• _Problem statement_:
Recast every line of the rows below as a Markdown table with two columns, No. and Line. Number each line and leave out blank lines.

• _Data extract_:
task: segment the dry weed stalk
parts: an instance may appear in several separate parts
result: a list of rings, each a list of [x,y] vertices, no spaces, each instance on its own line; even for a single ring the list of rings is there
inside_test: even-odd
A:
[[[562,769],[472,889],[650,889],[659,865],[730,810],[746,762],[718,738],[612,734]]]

• _The output_:
| No. | Line |
|---|---|
| 1 | task: segment the dry weed stalk |
| 2 | parts: an instance may appear in several separate parts |
| 3 | result: a list of rings, each a list of [x,y] vertices, no spaces, each instance on its own line; even for a single ring the list of rings is there |
| 4 | inside_test: even-odd |
| 5 | A: |
| 6 | [[[562,769],[472,889],[650,889],[659,865],[730,810],[746,762],[718,738],[612,734]]] |